*EXERCISE REQUIREMENTS*: Can you write out, unchanged and line for line, the stretch of the material from the line containing "[locate] the dirt" through the line containing "x=265, y=205", with both of those lines included?
— START DATA SUPPLIED —
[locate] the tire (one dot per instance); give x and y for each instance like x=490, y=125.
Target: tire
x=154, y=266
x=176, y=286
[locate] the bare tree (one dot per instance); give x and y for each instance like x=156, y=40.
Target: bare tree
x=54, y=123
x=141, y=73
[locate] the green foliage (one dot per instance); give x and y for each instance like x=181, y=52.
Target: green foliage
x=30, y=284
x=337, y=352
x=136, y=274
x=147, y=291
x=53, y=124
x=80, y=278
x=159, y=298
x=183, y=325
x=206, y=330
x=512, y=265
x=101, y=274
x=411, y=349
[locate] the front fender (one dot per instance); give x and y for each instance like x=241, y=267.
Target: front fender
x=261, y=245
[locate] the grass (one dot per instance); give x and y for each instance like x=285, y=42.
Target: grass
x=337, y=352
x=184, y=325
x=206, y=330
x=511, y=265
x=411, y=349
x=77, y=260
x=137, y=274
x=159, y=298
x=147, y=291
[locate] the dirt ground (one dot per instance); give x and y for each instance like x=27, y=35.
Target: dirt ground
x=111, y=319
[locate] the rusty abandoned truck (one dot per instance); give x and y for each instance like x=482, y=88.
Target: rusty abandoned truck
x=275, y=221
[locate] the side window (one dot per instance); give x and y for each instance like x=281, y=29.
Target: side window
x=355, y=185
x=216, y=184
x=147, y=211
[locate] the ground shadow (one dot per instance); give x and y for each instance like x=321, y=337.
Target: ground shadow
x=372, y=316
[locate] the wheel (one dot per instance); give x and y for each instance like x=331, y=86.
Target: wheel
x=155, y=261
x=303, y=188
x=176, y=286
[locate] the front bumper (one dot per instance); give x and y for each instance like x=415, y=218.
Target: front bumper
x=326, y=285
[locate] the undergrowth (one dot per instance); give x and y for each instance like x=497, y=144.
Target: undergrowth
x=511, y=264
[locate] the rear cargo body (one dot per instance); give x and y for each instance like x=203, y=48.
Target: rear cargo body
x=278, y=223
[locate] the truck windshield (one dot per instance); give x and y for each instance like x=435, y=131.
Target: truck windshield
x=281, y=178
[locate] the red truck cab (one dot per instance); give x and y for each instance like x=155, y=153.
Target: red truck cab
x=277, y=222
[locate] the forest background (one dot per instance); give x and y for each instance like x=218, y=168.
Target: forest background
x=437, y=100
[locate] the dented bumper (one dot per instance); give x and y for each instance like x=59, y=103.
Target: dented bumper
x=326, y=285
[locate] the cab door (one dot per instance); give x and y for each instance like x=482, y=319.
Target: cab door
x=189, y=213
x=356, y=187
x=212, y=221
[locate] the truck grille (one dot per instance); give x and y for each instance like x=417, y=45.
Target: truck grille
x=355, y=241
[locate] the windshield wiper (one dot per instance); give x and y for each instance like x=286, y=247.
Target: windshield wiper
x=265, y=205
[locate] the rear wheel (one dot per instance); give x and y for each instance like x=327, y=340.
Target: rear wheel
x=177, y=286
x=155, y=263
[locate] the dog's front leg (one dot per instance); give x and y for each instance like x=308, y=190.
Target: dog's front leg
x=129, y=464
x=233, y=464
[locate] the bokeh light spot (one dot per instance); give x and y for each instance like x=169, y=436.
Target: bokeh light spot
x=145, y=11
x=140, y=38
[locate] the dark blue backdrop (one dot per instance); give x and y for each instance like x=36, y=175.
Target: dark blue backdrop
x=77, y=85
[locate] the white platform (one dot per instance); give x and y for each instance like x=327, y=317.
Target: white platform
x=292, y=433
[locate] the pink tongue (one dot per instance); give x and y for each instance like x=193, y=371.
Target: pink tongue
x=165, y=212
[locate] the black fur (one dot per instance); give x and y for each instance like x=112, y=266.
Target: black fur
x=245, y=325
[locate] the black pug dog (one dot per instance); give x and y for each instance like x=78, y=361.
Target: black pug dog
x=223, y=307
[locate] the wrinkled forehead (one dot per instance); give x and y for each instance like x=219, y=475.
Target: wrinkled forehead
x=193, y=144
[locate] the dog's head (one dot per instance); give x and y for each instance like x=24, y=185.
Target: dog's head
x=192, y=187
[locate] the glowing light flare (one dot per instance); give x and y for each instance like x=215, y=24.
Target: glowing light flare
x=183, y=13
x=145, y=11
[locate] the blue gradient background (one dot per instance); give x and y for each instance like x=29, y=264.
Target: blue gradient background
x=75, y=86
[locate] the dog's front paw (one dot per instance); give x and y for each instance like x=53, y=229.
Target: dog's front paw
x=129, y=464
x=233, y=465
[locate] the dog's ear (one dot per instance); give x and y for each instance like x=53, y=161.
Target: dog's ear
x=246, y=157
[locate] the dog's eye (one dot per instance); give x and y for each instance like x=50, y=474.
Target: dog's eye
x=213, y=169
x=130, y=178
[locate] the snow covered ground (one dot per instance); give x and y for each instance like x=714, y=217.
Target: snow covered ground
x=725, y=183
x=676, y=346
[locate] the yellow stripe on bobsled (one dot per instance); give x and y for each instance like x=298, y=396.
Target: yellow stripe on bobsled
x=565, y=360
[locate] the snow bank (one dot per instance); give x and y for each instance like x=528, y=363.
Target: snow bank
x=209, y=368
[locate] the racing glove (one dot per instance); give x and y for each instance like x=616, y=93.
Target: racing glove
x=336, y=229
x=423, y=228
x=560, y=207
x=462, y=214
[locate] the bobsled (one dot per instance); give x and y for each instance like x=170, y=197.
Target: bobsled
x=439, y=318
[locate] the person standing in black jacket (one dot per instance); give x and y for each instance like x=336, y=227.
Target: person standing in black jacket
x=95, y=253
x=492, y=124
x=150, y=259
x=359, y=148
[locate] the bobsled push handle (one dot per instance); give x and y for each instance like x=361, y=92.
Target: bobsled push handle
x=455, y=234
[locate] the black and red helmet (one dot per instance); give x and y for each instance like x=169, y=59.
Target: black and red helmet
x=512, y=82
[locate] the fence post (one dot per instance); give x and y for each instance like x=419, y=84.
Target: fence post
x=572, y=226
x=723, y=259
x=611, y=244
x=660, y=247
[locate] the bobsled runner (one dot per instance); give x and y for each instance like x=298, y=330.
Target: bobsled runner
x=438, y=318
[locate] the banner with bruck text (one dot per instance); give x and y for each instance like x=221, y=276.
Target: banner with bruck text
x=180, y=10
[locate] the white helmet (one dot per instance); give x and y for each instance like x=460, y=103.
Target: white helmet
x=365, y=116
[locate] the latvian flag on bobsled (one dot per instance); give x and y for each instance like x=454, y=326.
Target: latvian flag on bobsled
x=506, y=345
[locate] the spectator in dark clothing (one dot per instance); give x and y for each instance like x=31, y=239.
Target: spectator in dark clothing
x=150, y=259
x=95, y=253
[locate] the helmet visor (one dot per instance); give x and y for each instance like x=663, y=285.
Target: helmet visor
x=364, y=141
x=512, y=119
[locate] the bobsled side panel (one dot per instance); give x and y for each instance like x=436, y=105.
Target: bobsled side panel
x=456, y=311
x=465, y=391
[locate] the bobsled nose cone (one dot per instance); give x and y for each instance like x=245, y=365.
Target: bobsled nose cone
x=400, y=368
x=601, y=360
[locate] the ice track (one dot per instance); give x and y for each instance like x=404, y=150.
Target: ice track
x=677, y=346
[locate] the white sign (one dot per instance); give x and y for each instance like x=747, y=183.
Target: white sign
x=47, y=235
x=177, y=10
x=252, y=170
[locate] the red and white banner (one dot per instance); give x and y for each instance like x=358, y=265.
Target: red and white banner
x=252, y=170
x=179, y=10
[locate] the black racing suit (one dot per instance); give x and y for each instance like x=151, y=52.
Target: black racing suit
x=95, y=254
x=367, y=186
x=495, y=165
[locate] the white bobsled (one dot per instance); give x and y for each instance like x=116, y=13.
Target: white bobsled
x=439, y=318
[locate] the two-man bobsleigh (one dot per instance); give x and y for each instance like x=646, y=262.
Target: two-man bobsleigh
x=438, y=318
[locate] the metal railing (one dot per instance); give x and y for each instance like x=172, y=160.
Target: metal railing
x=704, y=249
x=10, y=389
— END DATA SUPPLIED —
*TASK ANSWER*:
[locate] the dirt ground (one dot per instance); give x and y for each instance like x=27, y=35.
Target: dirt ground
x=111, y=319
[locate] the rusty abandoned truck (one dot per instance); give x and y for each instance like x=482, y=88.
Target: rusty abandoned truck
x=275, y=221
[locate] the side window (one dot per instance); give x and y for each instance like x=281, y=29.
Target: side window
x=355, y=185
x=216, y=184
x=147, y=211
[locate] the ground shadow (one dot per instance); give x and y for each instance like x=321, y=337.
Target: ground shadow
x=372, y=316
[locate] the wheel (one dot per instance); give x and y for each instance like x=331, y=86.
Target: wheel
x=155, y=261
x=303, y=188
x=176, y=286
[locate] the front bumper (one dot per instance); give x and y for each instance like x=415, y=218.
Target: front bumper
x=326, y=285
[locate] the undergrowth (one dot per instance); give x and y for each instance like x=497, y=144.
Target: undergrowth
x=511, y=264
[locate] the rear cargo body (one dot per instance); give x and y for each instance like x=203, y=48.
Target: rear cargo body
x=278, y=223
[locate] the truck windshield (one dot per instance); give x and y for each instance like x=435, y=131.
Target: truck windshield
x=281, y=178
[locate] the red truck cab (one dot per instance); give x and y for each instance like x=155, y=153.
Target: red truck cab
x=277, y=222
[locate] the forest background (one dot per instance); give x and y for each instance like x=218, y=168.
Target: forest background
x=437, y=100
[locate] the dented bumper (one dot per instance); give x and y for each instance like x=59, y=103.
Target: dented bumper
x=326, y=285
[locate] the cab door (one dot per instance); give x and y for each instance like x=482, y=319.
Target: cab door
x=189, y=213
x=356, y=187
x=212, y=221
[locate] the truck grille (one dot per instance); give x and y for each instance like x=417, y=45.
Target: truck grille
x=355, y=241
[locate] the windshield wiper (one dot per instance); give x and y for each instance like x=286, y=247.
Target: windshield wiper
x=265, y=205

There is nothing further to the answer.